╭─ Entries
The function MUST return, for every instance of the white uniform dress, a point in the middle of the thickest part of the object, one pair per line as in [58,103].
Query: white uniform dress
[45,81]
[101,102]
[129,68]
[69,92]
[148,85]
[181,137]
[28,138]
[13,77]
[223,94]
╰─
Reproduce the listing above word for word, keeping every line in its original order.

The function MUST return, for every instance of the white uniform dress, a point in the middle of the thickest part of the object, one pair per line as in [58,103].
Query: white uniform dress
[45,81]
[101,102]
[129,68]
[69,92]
[148,85]
[181,137]
[28,138]
[13,77]
[223,94]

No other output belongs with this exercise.